| What the exercise asks |
Each record needs to be retyped exactly, though its pictures should not appear.

== Segment start ==

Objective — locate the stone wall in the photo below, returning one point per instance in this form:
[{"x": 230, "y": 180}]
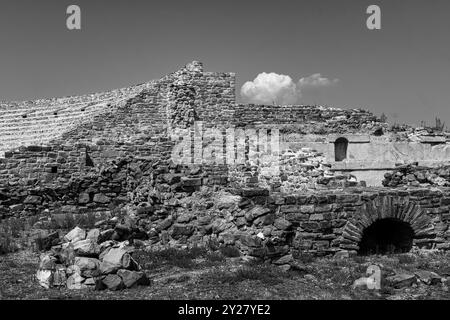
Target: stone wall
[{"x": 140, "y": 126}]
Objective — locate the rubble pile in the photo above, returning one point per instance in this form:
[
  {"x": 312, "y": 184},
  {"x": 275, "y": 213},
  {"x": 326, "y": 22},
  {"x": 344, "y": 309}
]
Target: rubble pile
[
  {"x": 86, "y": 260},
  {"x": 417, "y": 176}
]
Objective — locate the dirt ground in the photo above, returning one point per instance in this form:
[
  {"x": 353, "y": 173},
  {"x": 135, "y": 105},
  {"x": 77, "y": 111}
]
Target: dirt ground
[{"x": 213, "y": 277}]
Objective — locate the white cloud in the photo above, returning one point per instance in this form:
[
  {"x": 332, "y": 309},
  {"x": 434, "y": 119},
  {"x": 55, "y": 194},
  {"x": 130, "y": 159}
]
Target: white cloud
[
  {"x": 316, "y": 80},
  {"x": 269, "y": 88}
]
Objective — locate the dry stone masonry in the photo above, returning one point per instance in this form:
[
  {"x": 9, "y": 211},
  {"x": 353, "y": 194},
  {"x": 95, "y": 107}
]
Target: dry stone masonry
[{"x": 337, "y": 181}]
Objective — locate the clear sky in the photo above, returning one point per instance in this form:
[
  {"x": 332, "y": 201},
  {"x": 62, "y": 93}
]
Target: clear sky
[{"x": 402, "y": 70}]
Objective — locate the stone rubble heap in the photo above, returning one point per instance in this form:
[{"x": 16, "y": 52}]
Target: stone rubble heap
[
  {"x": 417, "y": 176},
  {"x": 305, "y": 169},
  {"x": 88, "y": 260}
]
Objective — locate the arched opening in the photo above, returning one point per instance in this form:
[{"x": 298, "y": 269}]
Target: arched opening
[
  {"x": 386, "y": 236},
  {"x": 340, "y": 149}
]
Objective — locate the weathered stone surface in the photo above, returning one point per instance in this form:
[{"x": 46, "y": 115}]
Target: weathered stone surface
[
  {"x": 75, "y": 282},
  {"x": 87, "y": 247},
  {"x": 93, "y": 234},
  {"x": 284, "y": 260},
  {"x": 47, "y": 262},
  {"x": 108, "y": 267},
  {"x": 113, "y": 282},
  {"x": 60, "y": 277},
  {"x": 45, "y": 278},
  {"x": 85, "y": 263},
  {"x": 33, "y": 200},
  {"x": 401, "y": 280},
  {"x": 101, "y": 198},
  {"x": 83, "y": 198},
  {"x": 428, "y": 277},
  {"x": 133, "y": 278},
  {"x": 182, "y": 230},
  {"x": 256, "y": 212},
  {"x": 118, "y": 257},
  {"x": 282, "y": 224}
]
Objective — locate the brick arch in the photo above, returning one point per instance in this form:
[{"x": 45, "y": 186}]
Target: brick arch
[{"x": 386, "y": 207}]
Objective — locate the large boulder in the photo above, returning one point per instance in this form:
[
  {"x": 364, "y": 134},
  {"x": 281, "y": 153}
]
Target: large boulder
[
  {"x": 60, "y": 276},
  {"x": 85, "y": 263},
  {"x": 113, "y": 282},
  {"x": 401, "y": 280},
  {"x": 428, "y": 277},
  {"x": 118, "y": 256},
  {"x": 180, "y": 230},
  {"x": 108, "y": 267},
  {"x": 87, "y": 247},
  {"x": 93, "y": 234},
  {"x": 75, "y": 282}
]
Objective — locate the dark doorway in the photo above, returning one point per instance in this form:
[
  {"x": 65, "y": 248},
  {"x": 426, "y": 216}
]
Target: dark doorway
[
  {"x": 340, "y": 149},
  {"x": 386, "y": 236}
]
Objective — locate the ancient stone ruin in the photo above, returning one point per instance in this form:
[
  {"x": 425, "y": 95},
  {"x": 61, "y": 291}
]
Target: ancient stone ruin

== Segment end ==

| Problem solution |
Objective — locate the stone wall in the photo below, returning one point per instance in this form:
[{"x": 230, "y": 180}]
Target: stone wall
[{"x": 140, "y": 126}]
Objective — locate the rubble pile in the photo above, returning one point per instance in this form:
[
  {"x": 312, "y": 184},
  {"x": 275, "y": 213},
  {"x": 326, "y": 22},
  {"x": 344, "y": 309}
]
Target: rubble pile
[
  {"x": 86, "y": 260},
  {"x": 417, "y": 176}
]
Objective — locate the dirt ground in the photo above, returning one point per instance in this form:
[
  {"x": 353, "y": 173},
  {"x": 135, "y": 105},
  {"x": 77, "y": 111}
]
Target: dirt ground
[{"x": 213, "y": 277}]
Objective — locate the white cloud in the photo above, returning one point per instance in this form:
[
  {"x": 332, "y": 309},
  {"x": 434, "y": 119},
  {"x": 55, "y": 194},
  {"x": 130, "y": 159}
]
Target: white cloud
[
  {"x": 316, "y": 80},
  {"x": 269, "y": 88}
]
Objective — locate the dry stone masonry in the photo above, returning one point per instance in this form:
[
  {"x": 9, "y": 211},
  {"x": 353, "y": 194},
  {"x": 95, "y": 107}
]
Target: dry stone masonry
[{"x": 337, "y": 181}]
Objective — locate the clear sky in the photo above, returning one point per instance in this form:
[
  {"x": 332, "y": 201},
  {"x": 62, "y": 93}
]
Target: clear sky
[{"x": 402, "y": 70}]
Objective — locate the stone rubble heap in the photo above, returning one point per instance in this form:
[{"x": 16, "y": 52}]
Target: stone rubble heap
[
  {"x": 417, "y": 176},
  {"x": 305, "y": 169},
  {"x": 88, "y": 260}
]
Objective — locate the arched opening in the photo above, returning one point per instance in this form:
[{"x": 298, "y": 269}]
Target: arched opening
[
  {"x": 386, "y": 236},
  {"x": 340, "y": 149}
]
Objective — locate the weathered stone surface in the photo above, returning one point per instance in this form:
[{"x": 46, "y": 115}]
Target: weathered stone surface
[
  {"x": 75, "y": 282},
  {"x": 87, "y": 247},
  {"x": 93, "y": 234},
  {"x": 284, "y": 260},
  {"x": 47, "y": 262},
  {"x": 108, "y": 267},
  {"x": 113, "y": 282},
  {"x": 60, "y": 277},
  {"x": 45, "y": 278},
  {"x": 85, "y": 263},
  {"x": 33, "y": 200},
  {"x": 401, "y": 280},
  {"x": 101, "y": 198},
  {"x": 83, "y": 198},
  {"x": 428, "y": 277},
  {"x": 133, "y": 278},
  {"x": 182, "y": 230},
  {"x": 256, "y": 212},
  {"x": 118, "y": 257},
  {"x": 282, "y": 224}
]
Objective — locate the brick arch in the photo above, returning one point per instance in this form:
[{"x": 45, "y": 186}]
Target: brick arch
[{"x": 386, "y": 207}]
Objective — locate the large boulder in the photo above, returning one point per instance in this form:
[
  {"x": 364, "y": 134},
  {"x": 281, "y": 153}
]
Target: large boulder
[
  {"x": 60, "y": 276},
  {"x": 85, "y": 263},
  {"x": 113, "y": 282},
  {"x": 401, "y": 280},
  {"x": 428, "y": 277},
  {"x": 118, "y": 256},
  {"x": 180, "y": 230},
  {"x": 108, "y": 267},
  {"x": 87, "y": 247},
  {"x": 93, "y": 234},
  {"x": 75, "y": 282}
]
Objective — locate the dark doorway in the photo above, returning one point per instance in this form:
[
  {"x": 65, "y": 248},
  {"x": 426, "y": 216}
]
Target: dark doorway
[
  {"x": 340, "y": 149},
  {"x": 386, "y": 236}
]
Objective — locate the ancient stone ruin in the photo above, returning one point per instance in this form:
[
  {"x": 425, "y": 95},
  {"x": 61, "y": 291}
]
Target: ancient stone ruin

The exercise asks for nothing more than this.